## Assigned task
What is needed is an exact repetition of the lines from the first one in the data through the line with "TARGET: the white plaster wall", with no pictures.

## Saved entries

◇ ◇ ◇ ◇ ◇ ◇ ◇

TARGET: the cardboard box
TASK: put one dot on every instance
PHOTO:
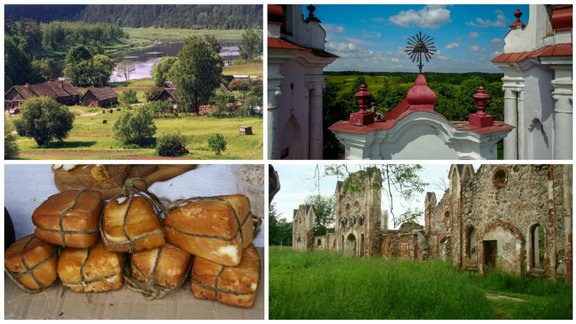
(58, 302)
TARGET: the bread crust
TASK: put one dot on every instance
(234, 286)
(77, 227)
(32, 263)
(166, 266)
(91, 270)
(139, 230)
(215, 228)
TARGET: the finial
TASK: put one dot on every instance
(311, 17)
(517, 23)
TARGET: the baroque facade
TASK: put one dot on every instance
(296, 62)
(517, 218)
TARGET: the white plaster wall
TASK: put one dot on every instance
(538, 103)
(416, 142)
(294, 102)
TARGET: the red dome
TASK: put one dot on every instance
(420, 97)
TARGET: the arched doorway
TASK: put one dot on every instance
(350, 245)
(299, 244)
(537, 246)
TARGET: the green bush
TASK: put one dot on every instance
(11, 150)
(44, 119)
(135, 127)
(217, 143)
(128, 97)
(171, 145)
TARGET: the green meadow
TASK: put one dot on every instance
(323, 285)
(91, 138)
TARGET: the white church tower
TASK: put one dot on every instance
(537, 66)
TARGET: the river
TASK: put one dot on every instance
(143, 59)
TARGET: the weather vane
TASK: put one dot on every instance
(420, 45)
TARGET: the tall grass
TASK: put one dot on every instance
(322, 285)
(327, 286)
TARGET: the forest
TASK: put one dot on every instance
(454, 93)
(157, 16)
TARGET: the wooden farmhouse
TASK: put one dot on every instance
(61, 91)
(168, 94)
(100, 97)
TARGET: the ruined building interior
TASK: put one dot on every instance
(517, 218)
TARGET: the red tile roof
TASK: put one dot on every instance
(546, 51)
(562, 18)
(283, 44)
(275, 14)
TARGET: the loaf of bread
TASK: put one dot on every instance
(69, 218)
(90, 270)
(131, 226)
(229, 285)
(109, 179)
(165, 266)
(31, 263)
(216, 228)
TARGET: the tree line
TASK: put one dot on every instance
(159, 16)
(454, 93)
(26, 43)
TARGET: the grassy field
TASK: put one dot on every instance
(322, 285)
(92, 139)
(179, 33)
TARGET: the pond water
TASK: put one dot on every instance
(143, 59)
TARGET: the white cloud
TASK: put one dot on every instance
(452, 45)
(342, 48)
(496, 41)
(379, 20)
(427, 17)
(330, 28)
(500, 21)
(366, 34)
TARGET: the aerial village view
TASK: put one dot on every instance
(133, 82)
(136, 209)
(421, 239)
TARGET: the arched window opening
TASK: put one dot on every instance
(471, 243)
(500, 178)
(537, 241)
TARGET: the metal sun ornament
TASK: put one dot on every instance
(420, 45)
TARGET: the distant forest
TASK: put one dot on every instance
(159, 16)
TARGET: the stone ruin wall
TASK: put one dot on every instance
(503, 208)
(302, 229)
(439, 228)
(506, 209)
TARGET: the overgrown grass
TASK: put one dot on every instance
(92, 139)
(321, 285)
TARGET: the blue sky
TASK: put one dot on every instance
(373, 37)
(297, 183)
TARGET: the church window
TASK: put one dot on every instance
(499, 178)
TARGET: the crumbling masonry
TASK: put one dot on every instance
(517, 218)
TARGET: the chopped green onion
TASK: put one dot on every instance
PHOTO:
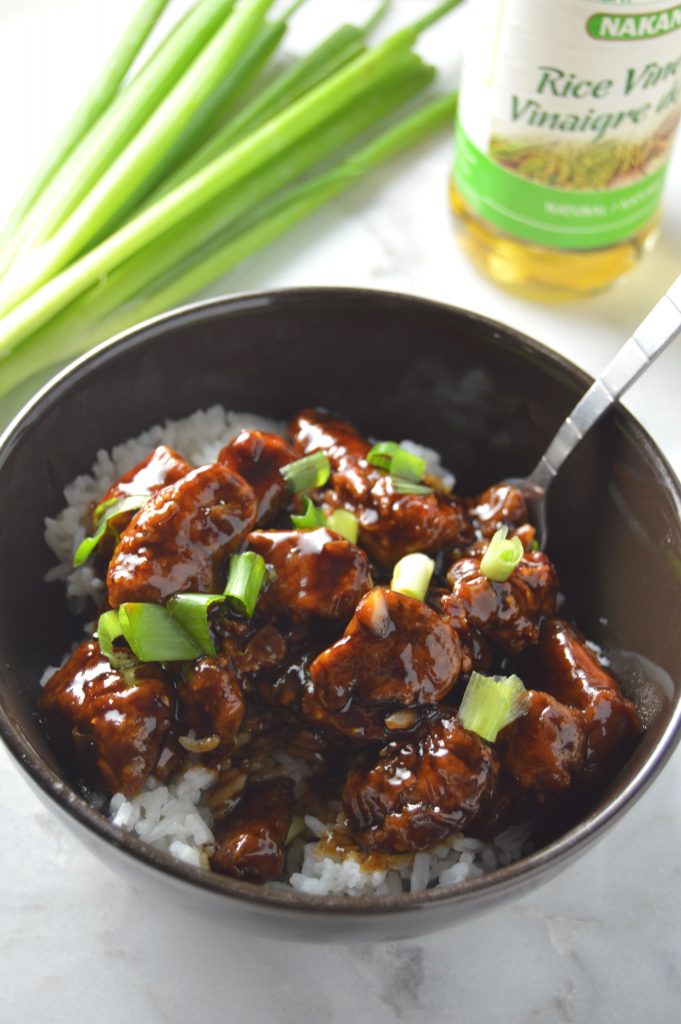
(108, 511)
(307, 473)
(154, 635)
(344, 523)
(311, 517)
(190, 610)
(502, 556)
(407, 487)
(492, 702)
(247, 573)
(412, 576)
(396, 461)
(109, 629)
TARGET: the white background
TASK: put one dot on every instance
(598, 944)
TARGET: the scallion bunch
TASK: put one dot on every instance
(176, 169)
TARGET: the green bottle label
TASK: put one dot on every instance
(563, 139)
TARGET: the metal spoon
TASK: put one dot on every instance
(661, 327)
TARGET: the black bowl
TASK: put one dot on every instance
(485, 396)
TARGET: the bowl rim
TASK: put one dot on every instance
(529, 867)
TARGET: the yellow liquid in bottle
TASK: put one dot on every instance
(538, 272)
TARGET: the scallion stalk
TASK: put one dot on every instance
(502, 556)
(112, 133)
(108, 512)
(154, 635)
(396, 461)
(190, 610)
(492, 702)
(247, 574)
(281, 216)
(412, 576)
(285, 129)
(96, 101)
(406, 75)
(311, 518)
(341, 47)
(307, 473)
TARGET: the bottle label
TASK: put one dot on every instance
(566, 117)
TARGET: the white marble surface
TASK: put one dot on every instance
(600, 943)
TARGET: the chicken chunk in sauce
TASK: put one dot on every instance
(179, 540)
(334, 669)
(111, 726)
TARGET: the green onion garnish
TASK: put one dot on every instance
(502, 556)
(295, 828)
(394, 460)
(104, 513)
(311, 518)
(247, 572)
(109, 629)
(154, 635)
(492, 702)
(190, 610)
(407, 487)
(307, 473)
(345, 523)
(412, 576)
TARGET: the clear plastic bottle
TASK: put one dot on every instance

◇ ◇ ◇ ◇ ◇ ◇ ◇

## Finished task
TARGET: the cardboard box
TASK: put one dot on every instance
PHOTO:
(58, 302)
TARGET: the bread crust
TASK: put one dot on every instance
(234, 286)
(77, 227)
(32, 263)
(166, 266)
(91, 270)
(139, 230)
(215, 228)
TARGET: the finial
TASK: put one dot on every instance
(311, 17)
(517, 23)
TARGET: the baroque facade
TASK: put one dot on every instance
(296, 62)
(517, 218)
TARGET: the white plaster wall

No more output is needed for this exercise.